-- Textaufgabe A --
Kannst du den Teil der Einträge aktualisieren, der mit der ersten Zeile beginnt und mit der Zeile endet, die „351;214;622;222“ enthält? Ersetze darin „mountain range“ durch „river valley“ und gib nur diesen Teil sonst unverändert wieder.

Wie der Nonno und sein Enkel
Die Schlacht wird hier ein Ende finden. 120 Minuten liegen hinter Italien und Spanien im Halbfinal, es muss mal wieder das ungeliebte Penaltyschiessen sein, das über alles richtet. Münzwurf vor Schiedsrichter Brych, Spaniens Captain Alba blickt grimmig. Italien kann anfangen und das erst noch vor seinen Fans. Alba protestiert, weist demonstrativ in die andere Richtung. Und Chiellini? «Mentiroso», ruft er, nennt seinen Amtskollegen einen Lügner, aber so liebevoll, wie noch nie jemand Lügner genannt worden ist. Chiellini schubst und lacht und umarmt, Alba ist nur noch verwirrt. Am Ende sind sie wie der Nonno und sein Enkel. Italien beginnt, verwandelt 4-mal, Spanien nur 2-mal. Weder Chiellini noch Alba schiessen einen Penalty. Aber der eine kann zufrieden grinsen.
Locatelli, was für ein Tor!
Marco Verratti ist der Star von Paris St-Germain, Manuel Locatelli im Alltag daheim in der Provinz von Sassuolo. Gegen die Schweiz spielt er nur, weil Verratti noch verletzt ist. Es ist angenehm, einen solchen Stellvertreter zu haben, Locatelli schlägt nach einer halben Stunde einen Pass auf die rechte Seite, der die Schärfe eines Schusses hat. Während Domenico Berardi an Ricardo Rodriguez vorbeizieht, als wäre der nicht da, hat Locatelli seinen Sprint aus der eigenen Platzhälfte heraus gestartet. Remo Freuler gibt es irgendwann auf, ihm folgen zu wollen. Nach 60 Metern ist Locatelli im Fünfmeterraum und am Ziel: Er nutzt Berardis Rückpass zum 1:0. So sieht ein Tor fürs Lehrbuch aus.
Pogbas Arroganz und Anmut
Bei Paul Pogba kommt alles zusammen: Anmut und Arroganz, Kraft und Technik, Genie und Wahnsinn. Manchmal taugt der Mittelfeldspieler zum Weltfussballer, dann wieder wirkt er wie eine lustlose Diva. Und dann gibt es Spiele, da zeigt er in wenigen Minuten seine ganze Mannigfaltigkeit – wie gegen die Schweiz. Da spielt Pogba einen Pass, volley und mit dem Aussenrist angeschnibbelt, ein Kunstwerk, wie auch sein Tor zum 3:1 eines ist. Geblieben ist aber Pogbas Jubel, sein aufreizend langes Tänzchen. Es steht für die Überheblichkeit der Franzosen, die als grosse Favoriten schon im Achtelfinal scheitern.

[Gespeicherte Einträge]
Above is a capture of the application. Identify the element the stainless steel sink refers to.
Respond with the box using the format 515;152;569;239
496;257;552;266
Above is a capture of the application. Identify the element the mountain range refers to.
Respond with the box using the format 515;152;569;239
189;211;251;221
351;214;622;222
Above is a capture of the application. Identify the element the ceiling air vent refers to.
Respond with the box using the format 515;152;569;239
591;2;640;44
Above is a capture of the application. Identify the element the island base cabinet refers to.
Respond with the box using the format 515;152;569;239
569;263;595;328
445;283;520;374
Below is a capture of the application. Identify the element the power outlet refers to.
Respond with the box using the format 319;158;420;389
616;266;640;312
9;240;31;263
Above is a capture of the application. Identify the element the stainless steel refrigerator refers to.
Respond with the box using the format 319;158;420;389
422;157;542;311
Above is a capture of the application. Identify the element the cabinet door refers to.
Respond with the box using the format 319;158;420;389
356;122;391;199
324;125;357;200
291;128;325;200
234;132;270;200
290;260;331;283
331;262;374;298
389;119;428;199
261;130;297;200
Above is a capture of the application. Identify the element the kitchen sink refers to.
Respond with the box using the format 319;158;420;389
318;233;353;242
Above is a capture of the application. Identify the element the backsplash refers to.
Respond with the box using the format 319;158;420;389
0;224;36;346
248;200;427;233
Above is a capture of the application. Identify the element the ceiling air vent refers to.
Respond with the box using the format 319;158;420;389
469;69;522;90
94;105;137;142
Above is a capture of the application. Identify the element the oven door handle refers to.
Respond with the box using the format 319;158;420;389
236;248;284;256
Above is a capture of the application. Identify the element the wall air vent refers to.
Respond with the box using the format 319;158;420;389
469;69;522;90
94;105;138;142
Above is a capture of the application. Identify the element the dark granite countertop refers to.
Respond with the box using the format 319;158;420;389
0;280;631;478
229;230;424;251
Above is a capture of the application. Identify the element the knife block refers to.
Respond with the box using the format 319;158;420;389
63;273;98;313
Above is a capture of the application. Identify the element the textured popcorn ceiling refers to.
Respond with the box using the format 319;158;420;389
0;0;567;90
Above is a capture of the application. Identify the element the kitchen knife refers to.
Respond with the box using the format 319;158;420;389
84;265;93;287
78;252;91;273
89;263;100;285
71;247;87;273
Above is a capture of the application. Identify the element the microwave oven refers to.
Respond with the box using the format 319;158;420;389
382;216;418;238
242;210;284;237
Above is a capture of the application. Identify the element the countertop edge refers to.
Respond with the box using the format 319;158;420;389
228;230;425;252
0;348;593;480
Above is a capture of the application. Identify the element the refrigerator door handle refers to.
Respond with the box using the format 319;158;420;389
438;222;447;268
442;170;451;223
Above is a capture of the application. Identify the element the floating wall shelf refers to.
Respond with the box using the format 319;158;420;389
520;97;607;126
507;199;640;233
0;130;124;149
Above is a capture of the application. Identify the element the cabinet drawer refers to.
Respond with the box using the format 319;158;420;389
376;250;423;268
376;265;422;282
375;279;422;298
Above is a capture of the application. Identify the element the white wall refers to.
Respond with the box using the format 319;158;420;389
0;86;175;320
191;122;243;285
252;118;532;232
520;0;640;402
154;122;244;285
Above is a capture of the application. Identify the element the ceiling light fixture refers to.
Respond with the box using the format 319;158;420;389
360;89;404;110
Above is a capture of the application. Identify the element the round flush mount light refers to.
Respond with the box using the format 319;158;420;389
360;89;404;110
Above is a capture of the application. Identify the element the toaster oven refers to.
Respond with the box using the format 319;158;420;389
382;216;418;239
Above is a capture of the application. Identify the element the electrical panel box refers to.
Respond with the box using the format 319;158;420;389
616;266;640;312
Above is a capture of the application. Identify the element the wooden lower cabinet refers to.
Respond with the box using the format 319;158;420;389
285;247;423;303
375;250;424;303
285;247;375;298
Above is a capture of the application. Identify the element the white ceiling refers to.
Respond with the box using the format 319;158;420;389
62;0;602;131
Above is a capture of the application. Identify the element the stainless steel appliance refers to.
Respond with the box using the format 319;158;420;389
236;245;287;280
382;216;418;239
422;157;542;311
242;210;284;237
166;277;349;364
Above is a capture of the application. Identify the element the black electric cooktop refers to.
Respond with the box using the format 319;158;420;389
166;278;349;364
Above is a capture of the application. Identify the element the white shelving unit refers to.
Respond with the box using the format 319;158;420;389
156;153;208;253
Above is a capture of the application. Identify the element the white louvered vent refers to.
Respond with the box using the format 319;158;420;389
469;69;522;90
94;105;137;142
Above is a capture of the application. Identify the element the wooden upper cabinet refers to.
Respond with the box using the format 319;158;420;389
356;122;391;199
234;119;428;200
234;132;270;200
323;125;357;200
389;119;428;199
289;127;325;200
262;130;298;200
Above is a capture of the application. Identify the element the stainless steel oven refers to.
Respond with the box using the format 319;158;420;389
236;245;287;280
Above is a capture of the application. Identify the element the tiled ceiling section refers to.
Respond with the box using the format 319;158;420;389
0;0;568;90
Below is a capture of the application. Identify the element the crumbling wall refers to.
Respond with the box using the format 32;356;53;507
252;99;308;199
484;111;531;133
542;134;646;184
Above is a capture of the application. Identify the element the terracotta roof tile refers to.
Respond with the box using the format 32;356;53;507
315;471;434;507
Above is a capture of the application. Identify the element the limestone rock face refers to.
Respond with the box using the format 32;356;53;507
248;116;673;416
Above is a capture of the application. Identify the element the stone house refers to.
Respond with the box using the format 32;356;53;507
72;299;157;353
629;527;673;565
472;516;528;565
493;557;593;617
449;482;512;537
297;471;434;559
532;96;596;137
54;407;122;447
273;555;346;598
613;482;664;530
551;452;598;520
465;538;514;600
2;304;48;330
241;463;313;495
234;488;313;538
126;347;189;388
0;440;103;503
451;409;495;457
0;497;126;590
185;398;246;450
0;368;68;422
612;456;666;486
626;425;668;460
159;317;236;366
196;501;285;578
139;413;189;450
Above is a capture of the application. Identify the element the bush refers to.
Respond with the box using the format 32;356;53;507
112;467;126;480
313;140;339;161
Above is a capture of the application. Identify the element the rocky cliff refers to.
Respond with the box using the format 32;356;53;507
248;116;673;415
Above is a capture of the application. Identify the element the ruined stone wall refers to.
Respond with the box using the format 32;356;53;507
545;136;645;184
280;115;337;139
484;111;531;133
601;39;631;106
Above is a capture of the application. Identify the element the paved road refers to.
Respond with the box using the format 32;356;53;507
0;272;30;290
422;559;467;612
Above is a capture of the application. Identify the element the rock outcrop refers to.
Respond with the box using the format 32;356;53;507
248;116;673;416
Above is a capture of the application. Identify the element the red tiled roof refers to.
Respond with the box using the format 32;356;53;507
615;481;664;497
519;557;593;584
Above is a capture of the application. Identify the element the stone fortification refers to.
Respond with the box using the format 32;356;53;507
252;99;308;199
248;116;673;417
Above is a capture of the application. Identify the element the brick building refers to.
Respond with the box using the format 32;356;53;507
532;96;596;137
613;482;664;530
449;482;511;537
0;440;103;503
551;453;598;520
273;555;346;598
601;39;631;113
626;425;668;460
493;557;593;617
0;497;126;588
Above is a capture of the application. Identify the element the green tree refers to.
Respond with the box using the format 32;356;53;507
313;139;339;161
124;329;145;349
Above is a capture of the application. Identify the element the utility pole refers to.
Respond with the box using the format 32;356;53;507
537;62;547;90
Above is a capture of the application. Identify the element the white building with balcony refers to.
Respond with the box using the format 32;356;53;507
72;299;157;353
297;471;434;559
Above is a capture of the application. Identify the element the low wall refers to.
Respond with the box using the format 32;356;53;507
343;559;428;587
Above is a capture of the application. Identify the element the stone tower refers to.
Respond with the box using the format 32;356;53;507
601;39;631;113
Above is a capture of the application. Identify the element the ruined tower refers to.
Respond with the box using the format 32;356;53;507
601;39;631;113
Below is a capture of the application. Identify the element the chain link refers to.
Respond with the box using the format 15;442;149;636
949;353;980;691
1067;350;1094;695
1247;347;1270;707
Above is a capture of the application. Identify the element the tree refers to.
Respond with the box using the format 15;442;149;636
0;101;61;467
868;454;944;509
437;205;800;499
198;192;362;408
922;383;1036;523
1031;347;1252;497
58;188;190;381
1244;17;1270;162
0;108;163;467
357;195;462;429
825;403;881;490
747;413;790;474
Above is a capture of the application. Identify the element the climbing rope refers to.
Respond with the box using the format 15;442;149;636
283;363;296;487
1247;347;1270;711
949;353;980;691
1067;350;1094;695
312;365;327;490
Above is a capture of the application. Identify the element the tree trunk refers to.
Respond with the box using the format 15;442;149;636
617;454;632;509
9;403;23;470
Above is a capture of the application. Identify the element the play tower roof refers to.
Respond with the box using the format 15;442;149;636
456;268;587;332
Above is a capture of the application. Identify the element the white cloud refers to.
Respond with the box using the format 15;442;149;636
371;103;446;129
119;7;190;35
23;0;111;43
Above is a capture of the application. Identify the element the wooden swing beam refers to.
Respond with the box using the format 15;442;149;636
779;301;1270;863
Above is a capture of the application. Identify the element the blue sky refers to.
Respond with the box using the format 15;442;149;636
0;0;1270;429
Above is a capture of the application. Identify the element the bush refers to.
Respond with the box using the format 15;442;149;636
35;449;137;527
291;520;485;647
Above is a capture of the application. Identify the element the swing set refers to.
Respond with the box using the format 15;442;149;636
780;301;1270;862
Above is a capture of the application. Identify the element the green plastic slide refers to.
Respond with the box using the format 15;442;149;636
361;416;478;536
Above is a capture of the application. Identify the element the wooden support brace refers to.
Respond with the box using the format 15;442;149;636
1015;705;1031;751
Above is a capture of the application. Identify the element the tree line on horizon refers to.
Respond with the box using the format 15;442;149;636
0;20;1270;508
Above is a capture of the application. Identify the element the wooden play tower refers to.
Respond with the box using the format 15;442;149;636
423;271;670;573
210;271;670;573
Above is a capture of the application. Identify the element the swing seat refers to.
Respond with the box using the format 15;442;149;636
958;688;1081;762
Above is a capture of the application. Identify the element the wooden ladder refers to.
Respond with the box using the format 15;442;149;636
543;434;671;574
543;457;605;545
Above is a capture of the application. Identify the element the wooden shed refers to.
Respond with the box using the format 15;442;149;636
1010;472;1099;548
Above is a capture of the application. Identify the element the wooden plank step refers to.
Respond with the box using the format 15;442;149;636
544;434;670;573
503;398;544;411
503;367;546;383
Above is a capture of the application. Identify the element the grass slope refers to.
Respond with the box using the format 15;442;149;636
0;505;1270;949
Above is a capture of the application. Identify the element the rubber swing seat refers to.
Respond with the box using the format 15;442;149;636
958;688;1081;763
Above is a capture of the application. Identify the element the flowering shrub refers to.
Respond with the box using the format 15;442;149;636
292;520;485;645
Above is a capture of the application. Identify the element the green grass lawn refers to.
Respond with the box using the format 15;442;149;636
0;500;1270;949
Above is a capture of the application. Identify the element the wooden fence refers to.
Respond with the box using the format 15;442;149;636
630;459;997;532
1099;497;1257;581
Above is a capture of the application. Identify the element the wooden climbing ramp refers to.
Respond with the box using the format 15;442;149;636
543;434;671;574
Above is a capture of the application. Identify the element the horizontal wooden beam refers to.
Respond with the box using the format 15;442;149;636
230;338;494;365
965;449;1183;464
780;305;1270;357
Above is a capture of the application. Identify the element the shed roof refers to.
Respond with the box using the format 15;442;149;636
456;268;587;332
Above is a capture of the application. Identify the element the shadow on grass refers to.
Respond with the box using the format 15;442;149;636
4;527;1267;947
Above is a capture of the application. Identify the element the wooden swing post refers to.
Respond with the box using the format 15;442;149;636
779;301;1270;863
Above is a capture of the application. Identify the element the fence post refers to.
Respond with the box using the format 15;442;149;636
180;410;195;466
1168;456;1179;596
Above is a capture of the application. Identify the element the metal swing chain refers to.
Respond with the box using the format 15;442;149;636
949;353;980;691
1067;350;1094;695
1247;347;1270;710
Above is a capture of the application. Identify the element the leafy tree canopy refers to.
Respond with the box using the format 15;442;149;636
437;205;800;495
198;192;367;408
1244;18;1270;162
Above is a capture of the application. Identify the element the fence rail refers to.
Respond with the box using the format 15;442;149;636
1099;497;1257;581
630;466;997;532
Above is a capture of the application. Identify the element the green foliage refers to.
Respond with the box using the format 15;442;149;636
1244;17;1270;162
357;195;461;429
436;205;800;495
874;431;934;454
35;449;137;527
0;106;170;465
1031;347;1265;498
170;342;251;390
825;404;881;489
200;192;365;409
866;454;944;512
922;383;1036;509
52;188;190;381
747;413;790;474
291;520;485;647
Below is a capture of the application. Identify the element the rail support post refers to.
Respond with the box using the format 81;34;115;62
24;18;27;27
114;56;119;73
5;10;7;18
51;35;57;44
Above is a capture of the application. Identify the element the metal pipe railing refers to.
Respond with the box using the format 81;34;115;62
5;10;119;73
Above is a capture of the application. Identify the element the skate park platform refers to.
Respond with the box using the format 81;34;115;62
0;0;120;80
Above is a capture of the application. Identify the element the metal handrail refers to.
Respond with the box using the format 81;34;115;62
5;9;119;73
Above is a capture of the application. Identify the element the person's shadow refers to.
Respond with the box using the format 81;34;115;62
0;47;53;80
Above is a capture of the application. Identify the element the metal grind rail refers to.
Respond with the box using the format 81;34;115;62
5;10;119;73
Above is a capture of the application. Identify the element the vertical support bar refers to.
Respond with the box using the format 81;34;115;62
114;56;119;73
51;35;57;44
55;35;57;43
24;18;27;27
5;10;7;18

-- Textaufgabe B --
Kannst du dem Lesetext den Abschnitt wortgetreu entnehmen, der mit den Worten „Locatelli, was für“ beginnt und mit „fürs Lehrbuch aus.“ endet?

-- Aufgabenlösung A --
Above is a capture of the application. Identify the element the stainless steel sink refers to.
Respond with the box using the format 515;152;569;239
496;257;552;266
Above is a capture of the application. Identify the element the river valley refers to.
Respond with the box using the format 515;152;569;239
189;211;251;221
351;214;622;222

-- Aufgabenlösung B --
Locatelli, was für ein Tor!
Marco Verratti ist der Star von Paris St-Germain, Manuel Locatelli im Alltag daheim in der Provinz von Sassuolo. Gegen die Schweiz spielt er nur, weil Verratti noch verletzt ist. Es ist angenehm, einen solchen Stellvertreter zu haben, Locatelli schlägt nach einer halben Stunde einen Pass auf die rechte Seite, der die Schärfe eines Schusses hat. Während Domenico Berardi an Ricardo Rodriguez vorbeizieht, als wäre der nicht da, hat Locatelli seinen Sprint aus der eigenen Platzhälfte heraus gestartet. Remo Freuler gibt es irgendwann auf, ihm folgen zu wollen. Nach 60 Metern ist Locatelli im Fünfmeterraum und am Ziel: Er nutzt Berardis Rückpass zum 1:0. So sieht ein Tor fürs Lehrbuch aus.